• **TO DO**
Please pull out every line in the records below that contains the word "turquoise" and copy each one in full. Matching is case-sensitive.
- - - -
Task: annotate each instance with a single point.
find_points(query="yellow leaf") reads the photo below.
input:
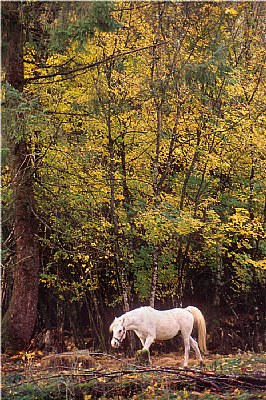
(231, 11)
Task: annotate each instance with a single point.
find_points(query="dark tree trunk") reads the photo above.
(19, 320)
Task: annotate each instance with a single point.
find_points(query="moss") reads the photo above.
(143, 357)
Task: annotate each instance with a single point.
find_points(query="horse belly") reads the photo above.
(167, 329)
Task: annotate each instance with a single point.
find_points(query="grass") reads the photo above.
(33, 383)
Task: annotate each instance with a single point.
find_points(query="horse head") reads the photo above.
(119, 332)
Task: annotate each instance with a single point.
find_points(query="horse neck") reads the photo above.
(130, 320)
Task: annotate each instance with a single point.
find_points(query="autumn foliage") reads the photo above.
(147, 148)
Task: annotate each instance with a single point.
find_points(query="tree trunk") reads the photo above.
(19, 320)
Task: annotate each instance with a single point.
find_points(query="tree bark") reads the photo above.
(19, 320)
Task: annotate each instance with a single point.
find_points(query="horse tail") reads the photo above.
(200, 322)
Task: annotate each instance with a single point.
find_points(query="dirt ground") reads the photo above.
(232, 363)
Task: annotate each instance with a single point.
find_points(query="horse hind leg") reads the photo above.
(187, 349)
(195, 347)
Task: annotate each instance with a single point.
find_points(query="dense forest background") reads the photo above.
(133, 166)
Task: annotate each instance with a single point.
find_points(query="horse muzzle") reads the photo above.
(115, 343)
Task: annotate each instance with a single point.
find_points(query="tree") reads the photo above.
(19, 320)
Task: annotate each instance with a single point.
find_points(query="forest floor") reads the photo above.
(84, 375)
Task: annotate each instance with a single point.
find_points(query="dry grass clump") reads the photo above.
(70, 360)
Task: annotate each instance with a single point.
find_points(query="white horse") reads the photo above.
(150, 324)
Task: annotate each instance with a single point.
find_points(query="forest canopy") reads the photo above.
(144, 130)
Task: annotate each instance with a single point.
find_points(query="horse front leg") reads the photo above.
(187, 349)
(147, 343)
(195, 347)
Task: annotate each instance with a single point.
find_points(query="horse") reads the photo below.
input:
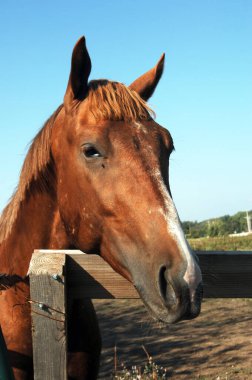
(96, 178)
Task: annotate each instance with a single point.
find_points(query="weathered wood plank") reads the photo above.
(225, 262)
(225, 274)
(48, 315)
(89, 276)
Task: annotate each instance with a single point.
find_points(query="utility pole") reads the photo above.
(248, 218)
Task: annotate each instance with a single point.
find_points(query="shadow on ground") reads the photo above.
(218, 344)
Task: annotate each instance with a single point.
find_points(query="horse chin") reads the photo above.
(160, 313)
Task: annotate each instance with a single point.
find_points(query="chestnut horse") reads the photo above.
(96, 178)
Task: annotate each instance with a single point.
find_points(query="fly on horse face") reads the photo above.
(96, 179)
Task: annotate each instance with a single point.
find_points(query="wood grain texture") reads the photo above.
(48, 316)
(89, 276)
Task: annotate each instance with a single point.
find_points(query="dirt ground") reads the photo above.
(216, 345)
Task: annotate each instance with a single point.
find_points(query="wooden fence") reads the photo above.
(56, 276)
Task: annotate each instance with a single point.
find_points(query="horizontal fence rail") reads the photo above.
(59, 276)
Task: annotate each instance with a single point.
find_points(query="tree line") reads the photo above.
(225, 225)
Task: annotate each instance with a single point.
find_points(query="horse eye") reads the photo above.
(91, 152)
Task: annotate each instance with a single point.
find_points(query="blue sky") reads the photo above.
(204, 97)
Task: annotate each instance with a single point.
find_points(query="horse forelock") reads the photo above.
(109, 100)
(36, 168)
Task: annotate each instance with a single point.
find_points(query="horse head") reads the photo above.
(113, 192)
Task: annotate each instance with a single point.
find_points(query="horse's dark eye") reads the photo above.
(91, 152)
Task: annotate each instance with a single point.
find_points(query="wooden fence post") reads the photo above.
(48, 308)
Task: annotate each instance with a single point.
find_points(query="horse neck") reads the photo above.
(38, 225)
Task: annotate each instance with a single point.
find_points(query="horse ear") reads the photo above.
(80, 69)
(145, 85)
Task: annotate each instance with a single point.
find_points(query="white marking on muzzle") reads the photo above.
(192, 275)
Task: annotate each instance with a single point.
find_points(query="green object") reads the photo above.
(6, 372)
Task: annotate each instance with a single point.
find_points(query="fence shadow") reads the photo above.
(215, 342)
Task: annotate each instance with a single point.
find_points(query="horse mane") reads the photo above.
(106, 100)
(35, 167)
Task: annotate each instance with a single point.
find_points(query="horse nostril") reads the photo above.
(162, 282)
(166, 290)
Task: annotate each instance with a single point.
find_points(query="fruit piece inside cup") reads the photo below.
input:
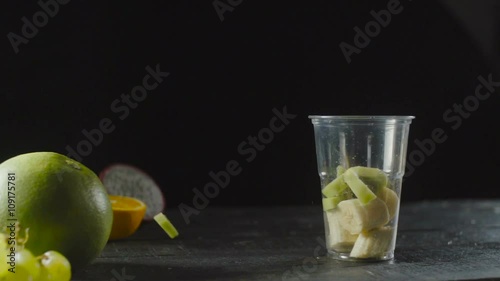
(359, 225)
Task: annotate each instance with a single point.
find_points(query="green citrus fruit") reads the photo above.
(62, 202)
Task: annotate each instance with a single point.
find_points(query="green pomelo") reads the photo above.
(62, 202)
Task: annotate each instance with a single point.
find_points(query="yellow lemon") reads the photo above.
(128, 213)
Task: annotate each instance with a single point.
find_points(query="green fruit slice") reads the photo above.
(335, 187)
(165, 223)
(331, 202)
(374, 178)
(358, 187)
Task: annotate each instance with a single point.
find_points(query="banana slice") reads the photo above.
(373, 244)
(338, 238)
(356, 216)
(391, 199)
(331, 202)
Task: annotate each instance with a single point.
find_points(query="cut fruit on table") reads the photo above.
(128, 213)
(128, 180)
(166, 225)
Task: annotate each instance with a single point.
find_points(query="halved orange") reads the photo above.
(128, 213)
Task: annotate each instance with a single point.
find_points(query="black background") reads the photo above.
(227, 76)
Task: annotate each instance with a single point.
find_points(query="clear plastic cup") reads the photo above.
(361, 163)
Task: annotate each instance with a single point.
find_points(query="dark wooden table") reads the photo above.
(437, 240)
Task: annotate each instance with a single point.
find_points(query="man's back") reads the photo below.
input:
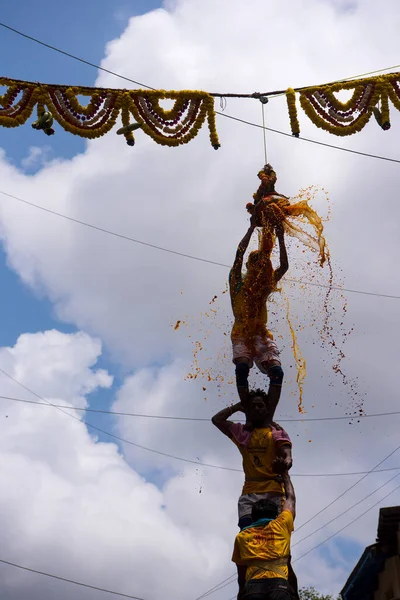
(264, 547)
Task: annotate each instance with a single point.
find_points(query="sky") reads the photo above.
(88, 319)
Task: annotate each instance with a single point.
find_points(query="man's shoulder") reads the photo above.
(284, 519)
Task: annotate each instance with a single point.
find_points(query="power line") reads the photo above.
(192, 257)
(346, 511)
(373, 470)
(82, 60)
(92, 587)
(201, 419)
(232, 577)
(254, 95)
(395, 160)
(348, 525)
(180, 458)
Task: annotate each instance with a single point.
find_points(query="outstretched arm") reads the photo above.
(220, 420)
(290, 497)
(283, 259)
(290, 501)
(274, 394)
(235, 275)
(285, 453)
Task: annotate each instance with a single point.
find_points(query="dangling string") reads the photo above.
(264, 132)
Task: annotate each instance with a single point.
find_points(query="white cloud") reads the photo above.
(36, 158)
(192, 200)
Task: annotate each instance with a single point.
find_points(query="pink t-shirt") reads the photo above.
(242, 437)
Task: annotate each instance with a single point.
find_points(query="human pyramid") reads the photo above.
(267, 505)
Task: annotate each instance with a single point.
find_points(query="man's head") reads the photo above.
(264, 509)
(258, 407)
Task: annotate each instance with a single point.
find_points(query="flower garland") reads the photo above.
(291, 102)
(326, 111)
(169, 127)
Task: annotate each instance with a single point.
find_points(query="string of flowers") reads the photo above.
(326, 111)
(170, 127)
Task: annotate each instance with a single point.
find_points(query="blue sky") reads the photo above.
(83, 29)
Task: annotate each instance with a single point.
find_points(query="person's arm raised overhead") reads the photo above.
(235, 275)
(283, 258)
(220, 420)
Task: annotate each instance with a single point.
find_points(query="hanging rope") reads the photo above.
(264, 101)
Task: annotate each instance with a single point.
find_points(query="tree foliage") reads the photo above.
(310, 593)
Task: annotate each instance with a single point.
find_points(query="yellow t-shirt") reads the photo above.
(258, 456)
(264, 543)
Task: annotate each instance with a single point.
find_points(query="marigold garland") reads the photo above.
(169, 127)
(291, 102)
(326, 111)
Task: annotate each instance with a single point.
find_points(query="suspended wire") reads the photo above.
(373, 470)
(180, 458)
(395, 160)
(82, 60)
(218, 587)
(203, 260)
(232, 577)
(92, 587)
(201, 419)
(346, 511)
(257, 95)
(218, 94)
(264, 132)
(198, 258)
(348, 525)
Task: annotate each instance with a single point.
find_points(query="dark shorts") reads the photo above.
(268, 589)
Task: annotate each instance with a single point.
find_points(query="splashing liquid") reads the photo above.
(301, 364)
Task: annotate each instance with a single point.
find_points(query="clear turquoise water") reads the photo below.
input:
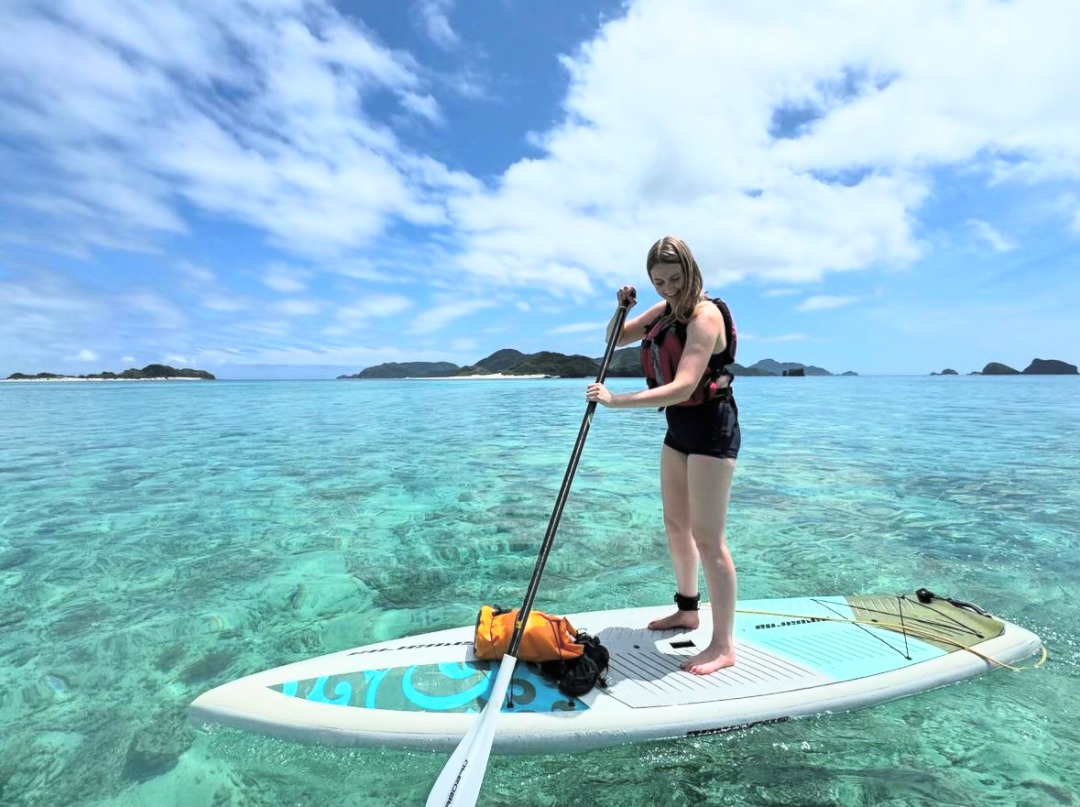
(158, 539)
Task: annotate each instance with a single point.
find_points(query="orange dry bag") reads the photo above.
(545, 637)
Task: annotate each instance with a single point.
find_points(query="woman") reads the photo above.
(688, 340)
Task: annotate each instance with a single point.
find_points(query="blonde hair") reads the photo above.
(671, 250)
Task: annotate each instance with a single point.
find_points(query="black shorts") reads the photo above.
(711, 429)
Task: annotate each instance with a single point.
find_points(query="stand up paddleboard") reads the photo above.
(796, 657)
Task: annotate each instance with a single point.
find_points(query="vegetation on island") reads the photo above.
(149, 372)
(1037, 367)
(508, 362)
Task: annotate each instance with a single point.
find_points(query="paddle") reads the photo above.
(458, 784)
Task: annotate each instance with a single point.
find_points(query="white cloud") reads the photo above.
(987, 233)
(254, 116)
(787, 292)
(824, 301)
(360, 314)
(298, 308)
(700, 139)
(285, 279)
(83, 355)
(434, 21)
(434, 319)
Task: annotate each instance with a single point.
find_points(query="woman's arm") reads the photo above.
(701, 336)
(633, 330)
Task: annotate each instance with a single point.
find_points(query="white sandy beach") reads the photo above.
(482, 377)
(67, 379)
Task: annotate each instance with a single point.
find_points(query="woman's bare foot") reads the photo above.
(709, 661)
(678, 620)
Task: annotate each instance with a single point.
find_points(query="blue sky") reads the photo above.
(302, 188)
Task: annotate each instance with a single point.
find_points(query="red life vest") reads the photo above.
(662, 349)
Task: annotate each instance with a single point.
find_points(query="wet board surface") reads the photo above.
(796, 657)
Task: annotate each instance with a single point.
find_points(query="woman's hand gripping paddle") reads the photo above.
(459, 782)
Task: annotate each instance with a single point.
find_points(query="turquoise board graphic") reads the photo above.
(446, 687)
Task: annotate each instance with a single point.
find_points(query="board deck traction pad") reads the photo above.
(782, 645)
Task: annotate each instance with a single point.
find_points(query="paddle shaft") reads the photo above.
(460, 780)
(564, 492)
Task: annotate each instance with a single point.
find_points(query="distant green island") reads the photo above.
(149, 373)
(1037, 367)
(625, 363)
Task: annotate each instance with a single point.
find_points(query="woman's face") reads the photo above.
(667, 280)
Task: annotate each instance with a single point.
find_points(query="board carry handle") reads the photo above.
(460, 780)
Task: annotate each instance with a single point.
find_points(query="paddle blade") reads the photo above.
(458, 784)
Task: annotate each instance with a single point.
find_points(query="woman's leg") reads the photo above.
(709, 485)
(684, 553)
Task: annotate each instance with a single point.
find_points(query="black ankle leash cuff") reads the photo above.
(687, 603)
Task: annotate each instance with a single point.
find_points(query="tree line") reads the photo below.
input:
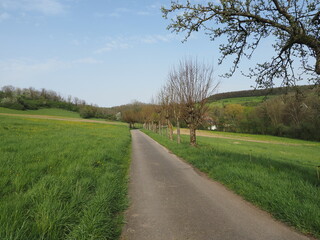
(32, 99)
(181, 101)
(295, 115)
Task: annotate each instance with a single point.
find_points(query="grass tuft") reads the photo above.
(62, 180)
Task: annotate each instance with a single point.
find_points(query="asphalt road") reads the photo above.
(171, 201)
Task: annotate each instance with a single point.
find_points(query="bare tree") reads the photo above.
(166, 109)
(293, 25)
(192, 85)
(173, 91)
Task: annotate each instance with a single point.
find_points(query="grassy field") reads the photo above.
(245, 101)
(62, 180)
(279, 178)
(44, 111)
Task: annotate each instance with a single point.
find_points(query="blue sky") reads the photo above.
(105, 52)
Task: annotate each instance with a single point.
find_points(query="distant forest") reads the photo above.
(290, 112)
(32, 99)
(259, 92)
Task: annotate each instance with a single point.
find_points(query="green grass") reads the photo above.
(44, 111)
(245, 101)
(62, 180)
(280, 179)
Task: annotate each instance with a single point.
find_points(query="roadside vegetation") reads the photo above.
(44, 111)
(62, 180)
(279, 178)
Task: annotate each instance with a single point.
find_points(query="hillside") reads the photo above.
(258, 92)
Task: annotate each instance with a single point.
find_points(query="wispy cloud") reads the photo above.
(118, 12)
(46, 7)
(114, 44)
(146, 11)
(21, 69)
(121, 43)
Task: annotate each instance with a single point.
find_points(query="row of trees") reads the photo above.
(32, 99)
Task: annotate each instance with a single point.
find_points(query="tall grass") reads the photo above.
(44, 111)
(280, 179)
(62, 180)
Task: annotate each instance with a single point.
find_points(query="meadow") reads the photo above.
(62, 180)
(279, 176)
(45, 111)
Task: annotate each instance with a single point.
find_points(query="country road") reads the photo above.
(171, 201)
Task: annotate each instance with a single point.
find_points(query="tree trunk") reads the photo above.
(193, 140)
(178, 131)
(170, 130)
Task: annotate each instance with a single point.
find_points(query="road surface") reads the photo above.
(171, 201)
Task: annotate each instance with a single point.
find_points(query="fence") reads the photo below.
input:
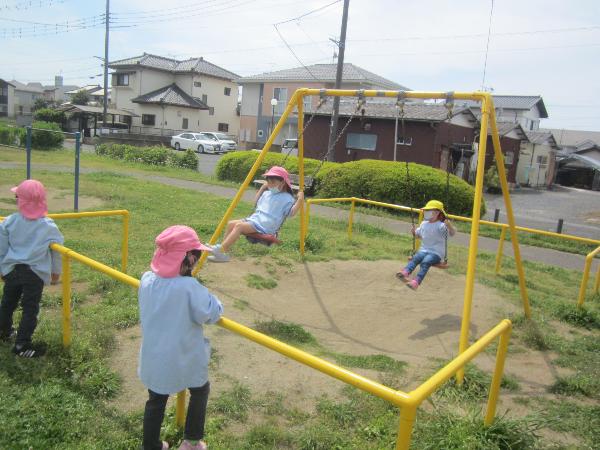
(407, 402)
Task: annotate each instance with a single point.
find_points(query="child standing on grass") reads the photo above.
(27, 264)
(175, 354)
(433, 232)
(274, 203)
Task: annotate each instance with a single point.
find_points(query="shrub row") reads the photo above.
(154, 156)
(40, 139)
(383, 181)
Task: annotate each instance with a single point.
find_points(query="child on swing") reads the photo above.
(174, 354)
(274, 203)
(433, 233)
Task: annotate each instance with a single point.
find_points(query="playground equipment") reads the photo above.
(488, 120)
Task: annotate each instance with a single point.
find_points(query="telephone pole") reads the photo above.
(338, 83)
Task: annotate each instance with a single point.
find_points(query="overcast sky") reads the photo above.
(537, 47)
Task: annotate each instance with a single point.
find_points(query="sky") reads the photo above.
(536, 47)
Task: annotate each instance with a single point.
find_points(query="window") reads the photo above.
(361, 141)
(148, 119)
(122, 79)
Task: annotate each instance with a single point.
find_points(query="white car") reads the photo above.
(195, 141)
(225, 140)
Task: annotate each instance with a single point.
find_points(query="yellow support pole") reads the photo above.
(180, 409)
(509, 212)
(408, 414)
(125, 243)
(500, 249)
(66, 288)
(474, 239)
(300, 107)
(497, 378)
(238, 196)
(351, 218)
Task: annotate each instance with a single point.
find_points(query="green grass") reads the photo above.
(61, 401)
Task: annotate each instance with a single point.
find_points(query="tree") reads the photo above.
(80, 98)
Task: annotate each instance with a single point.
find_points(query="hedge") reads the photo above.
(154, 156)
(383, 181)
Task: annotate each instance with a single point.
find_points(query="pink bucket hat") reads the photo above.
(31, 199)
(280, 172)
(172, 245)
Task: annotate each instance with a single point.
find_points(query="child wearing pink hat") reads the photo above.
(274, 202)
(174, 354)
(27, 264)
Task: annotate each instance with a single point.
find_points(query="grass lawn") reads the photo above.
(61, 401)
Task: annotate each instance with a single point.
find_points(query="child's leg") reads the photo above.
(154, 414)
(196, 415)
(32, 295)
(428, 261)
(237, 230)
(10, 300)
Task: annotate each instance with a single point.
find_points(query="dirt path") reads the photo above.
(354, 307)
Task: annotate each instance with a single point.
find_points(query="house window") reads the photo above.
(148, 119)
(122, 79)
(361, 141)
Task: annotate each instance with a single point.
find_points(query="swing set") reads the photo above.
(488, 121)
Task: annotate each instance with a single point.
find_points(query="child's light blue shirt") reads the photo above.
(433, 237)
(25, 241)
(174, 354)
(271, 211)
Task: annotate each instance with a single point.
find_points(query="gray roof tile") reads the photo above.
(325, 73)
(171, 95)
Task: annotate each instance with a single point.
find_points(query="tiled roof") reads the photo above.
(378, 108)
(171, 95)
(199, 65)
(325, 73)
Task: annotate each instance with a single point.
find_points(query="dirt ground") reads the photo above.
(354, 307)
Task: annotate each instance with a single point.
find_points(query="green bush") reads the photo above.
(383, 181)
(46, 140)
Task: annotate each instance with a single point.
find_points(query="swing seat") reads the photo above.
(262, 238)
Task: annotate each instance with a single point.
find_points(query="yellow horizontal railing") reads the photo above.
(118, 212)
(407, 402)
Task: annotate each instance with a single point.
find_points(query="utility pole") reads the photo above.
(107, 22)
(338, 83)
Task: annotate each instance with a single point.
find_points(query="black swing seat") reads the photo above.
(264, 239)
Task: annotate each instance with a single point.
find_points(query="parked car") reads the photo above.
(195, 141)
(226, 141)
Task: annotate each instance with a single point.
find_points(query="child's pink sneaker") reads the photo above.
(413, 284)
(187, 445)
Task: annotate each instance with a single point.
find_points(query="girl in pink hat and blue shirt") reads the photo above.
(274, 203)
(174, 354)
(27, 264)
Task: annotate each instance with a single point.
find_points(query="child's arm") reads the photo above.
(298, 204)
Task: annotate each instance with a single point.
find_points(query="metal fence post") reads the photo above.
(28, 150)
(77, 151)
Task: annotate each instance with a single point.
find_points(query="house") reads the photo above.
(7, 99)
(265, 96)
(168, 96)
(526, 110)
(537, 159)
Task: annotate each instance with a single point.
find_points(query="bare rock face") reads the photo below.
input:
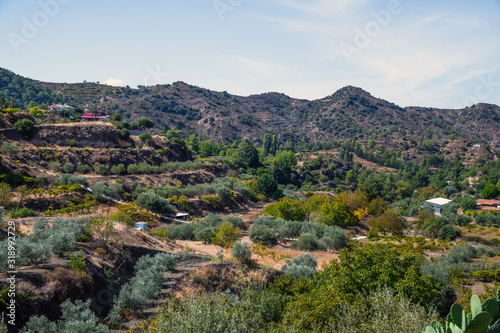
- - - -
• **TASK RESPONSE**
find_points(query="clear turquoise water") reads the photo below.
find_points(query="turquoise board graphic") reads the photo above.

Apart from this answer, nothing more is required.